── Source document

EPIC is a public interest research center based in Washington, D.C., established in 1994 to focus public attention on emerging civil liberties issues and to secure the fundamental right to privacy in the digital age for all people through advocacy, research, and litigation.[2] EPIC has a particular interest in safeguarding consumers’ data and mitigating the harmful effects of commercial surveillance.[3]
EPIC Applauds the DOJ For Not Letting Industry Talking Points Erode Privacy Protections, But There are Small Changes DOJ Can Make to Clarify and Strengthen the Rule.
EPIC applauds the DOJ for recognizing the state of re-identification technology and protecting government data and bulk U.S. sensitive personal data regardless of whether it has been anonymized, pseudonymized, de-identified, or encrypted. In comments to the advanced notice of proposed rulemaking (“ANPRM”) stage of this rulemaking, EPIC stressed the probability of re-identification even in datasets that have been de-identified, pseudonymized, and anonymized, especially in the wake of major artificial intelligence technological breakthroughs.[4] The DOJ recognized this re-identification crisis and refused to remove de-identified, pseudonymized, anonymized, and even encrypted data from the Proposed Rule’s scope.[5] EPIC agrees with the DOJ’s findings that companies’ concerns that they would be required to decrypt encrypted data transiting over their channels or hosted on the company’s server when they cannot hold or access encryption keys are unfounded. The standard in Section 202.230 that clarifies liability in these cases is only for “knowing” violations and would protect these edge case companies from liability. A company does not need to weaken security,[6] increase surveillance of content, or break the trust in encrypted infrastructure when the company could easily access the relevant information (the destination of the data, the amount of data, and the relative kind of data) without needing to break encryption.[7]
EPIC also applauds the DOJ’s efforts to close the third-party loophole by creating both contractual clause and due diligence requirements on the transacting party’s behalf. In its comments at the ANPRM stage, EPIC pointed out the glaring loophole whereby third party countries—i.e. non-U.S. persons and non-countries of concern—could easily buy the data and sell it to countries of concern and covered persons.[8] There is little to no transparency into how data brokers sell data, particularly in how data is repackaged and resold through various layers of data brokers.[9] With a distinct lack of regulation in the data broker space,[10] this Proposed Rule begins to close some of the gaps and build an infrastructure where data brokers will need to monitor data flows and otherwise engage in due diligence measures to ensure that national security concerns are properly mitigated.

────

*Challenges*.
[1] In the text on EPIC's comments about the DOJ's proposed rule, what are the states of data that, according to the text, do not remove government data and bulk U.S. sensitive personal data from the DOJ's protection?
[2] Carry on with the text on EPIC's comments about the DOJ's proposed rule, starting right after its final paragraph.

── Records shown

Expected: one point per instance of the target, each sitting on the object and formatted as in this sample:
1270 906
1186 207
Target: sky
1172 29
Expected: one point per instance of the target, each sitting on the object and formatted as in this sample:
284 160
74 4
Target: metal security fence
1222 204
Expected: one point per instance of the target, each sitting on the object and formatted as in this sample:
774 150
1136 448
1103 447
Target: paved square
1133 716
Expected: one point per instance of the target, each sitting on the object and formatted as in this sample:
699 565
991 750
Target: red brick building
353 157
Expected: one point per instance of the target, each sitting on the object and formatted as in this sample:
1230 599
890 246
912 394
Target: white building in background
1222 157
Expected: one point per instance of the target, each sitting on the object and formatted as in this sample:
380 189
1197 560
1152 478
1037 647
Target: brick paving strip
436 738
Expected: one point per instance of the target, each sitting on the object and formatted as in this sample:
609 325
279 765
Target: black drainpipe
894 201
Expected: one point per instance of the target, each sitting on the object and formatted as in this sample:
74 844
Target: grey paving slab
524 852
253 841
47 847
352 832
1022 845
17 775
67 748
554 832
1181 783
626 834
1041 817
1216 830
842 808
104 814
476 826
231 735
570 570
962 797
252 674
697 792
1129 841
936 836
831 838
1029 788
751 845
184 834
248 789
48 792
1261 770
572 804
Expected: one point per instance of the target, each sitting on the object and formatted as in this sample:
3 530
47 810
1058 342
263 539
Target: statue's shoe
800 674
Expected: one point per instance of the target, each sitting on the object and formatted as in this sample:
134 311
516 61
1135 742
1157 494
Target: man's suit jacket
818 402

────

*Results of the exercise*.
[1] anonymized, pseudonymized, de-identified, encrypted

[2]
Finally, EPIC applauds the DOJ for refusing to create a consent exemption whereby a data subject could consent to their data being disclosed in otherwise prohibited or restricted transactions.[11] Notice and consent regimes are notoriously fallible as consumers often do not know their data is being transacted in the first place and rarely have adequate information or ability to make informed decision about where their data is going or how it is going to be used.[12] The DOJ recognizes that these decisions, in aggregate, “help create the national security risk” the Proposed Rule is trying to mitigate.[13]
However, the Proposed Rule still fails to comprehensively protect national security interests. The DOJ declined to extend the scope of covered personal identifiers and did not address EPIC’s concern about the bulk threshold limits being reset every twelve months. The reason privacy laws include various types of personal data categories is the increasing ease with which individuals can be re-identified based on more remote categories of data.[14] Properly scoped privacy regulations and principles, such as data minimization, can further national security interests by keeping key authentication datapoints like Social Security Numbers out of the hands of malicious actors.[15] The DOJ’s refusal to extend the definition of covered personal identifiers puts compliance costs and the bottom line of multimillion dollar corporations ahead of the security of major digital infrastructure and fails to adequately protect individuals, including current and former government officials, from impersonation and other grievous harms. EPIC provides the following narrow changes to ameliorate some of the issues with the Proposed Rule.
The Definition of Covered Data Transactions Should Make Clear that the Proposed Rule Only Limits Countries of Concern and Covered Persons from Accessing Government-Related Data and Bulk U.S. Sensitive Data, Not U.S. Persons’ Access.
The definition of covered data transactions should be revised to clarify that transactions prohibited under the Proposed Rule are only those where a country of concern and/or a covered person gains access to government related data or bulk U.S. sensitive personal data. Both the text describing the Proposed Rule and each example in the Proposed Rule imply that the only prohibited transactions are those in which a U.S. person engages in a covered data transaction where a country of concern or covered person is the party that receives access to government related data or bulk U.S. sensitive personal data. However, the definition of “covered data transaction” is too vague and does not clarify the direction of the transaction, which may imply that the restrictions flow both ways (such that U.S. persons would be restricted from receiving access to the data in question).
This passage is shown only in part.